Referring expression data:

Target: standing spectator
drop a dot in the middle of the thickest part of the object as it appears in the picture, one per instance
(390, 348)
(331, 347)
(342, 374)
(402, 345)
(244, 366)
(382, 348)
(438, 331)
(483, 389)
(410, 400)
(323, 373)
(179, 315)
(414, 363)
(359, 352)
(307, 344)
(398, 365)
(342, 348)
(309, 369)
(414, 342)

▶ Task to complete
All of the entries above are to be printed again exactly.

▶ Response area
Target: standing spectator
drop a dot in the middle of the thickest part of the object as it appears in the picture, one per instance
(390, 348)
(331, 347)
(342, 374)
(402, 345)
(244, 366)
(382, 348)
(438, 331)
(483, 389)
(410, 400)
(323, 373)
(179, 315)
(414, 363)
(359, 352)
(307, 344)
(398, 365)
(342, 348)
(309, 369)
(414, 342)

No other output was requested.